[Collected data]
========================
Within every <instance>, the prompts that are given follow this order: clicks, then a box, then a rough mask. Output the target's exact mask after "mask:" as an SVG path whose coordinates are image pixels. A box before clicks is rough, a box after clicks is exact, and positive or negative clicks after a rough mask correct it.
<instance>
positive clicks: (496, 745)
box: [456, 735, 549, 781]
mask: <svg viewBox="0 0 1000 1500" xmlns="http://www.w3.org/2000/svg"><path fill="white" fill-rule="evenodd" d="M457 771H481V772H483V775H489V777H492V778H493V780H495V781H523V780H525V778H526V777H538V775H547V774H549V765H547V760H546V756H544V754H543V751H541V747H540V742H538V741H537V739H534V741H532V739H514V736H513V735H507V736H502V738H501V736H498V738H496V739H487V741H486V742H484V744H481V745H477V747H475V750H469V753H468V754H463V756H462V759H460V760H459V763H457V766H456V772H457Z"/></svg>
========================
### [TASK BRIEF]
Print out the data exactly once more.

### [ANSWER FOR THIS EXERCISE]
Within every <instance>, the prompts that are given follow this order: clicks, then a box, then a rough mask. Output the target's exact mask after "mask:" as an SVG path whose coordinates are image pixels. A box before clicks is rough, a box after clicks is exact, and positive or negative clicks after a rough mask correct it.
<instance>
positive clicks: (496, 745)
box: [456, 735, 549, 781]
mask: <svg viewBox="0 0 1000 1500" xmlns="http://www.w3.org/2000/svg"><path fill="white" fill-rule="evenodd" d="M457 771H481V772H483V775H489V777H492V778H493V780H495V781H523V780H525V778H526V777H538V775H547V774H549V765H547V760H546V756H544V754H543V751H541V747H540V742H538V741H537V739H534V741H532V739H514V736H513V735H507V736H502V738H501V736H498V738H496V739H487V741H486V742H484V744H481V745H477V747H475V750H469V753H468V754H463V756H462V759H460V760H459V763H457V766H456V772H457Z"/></svg>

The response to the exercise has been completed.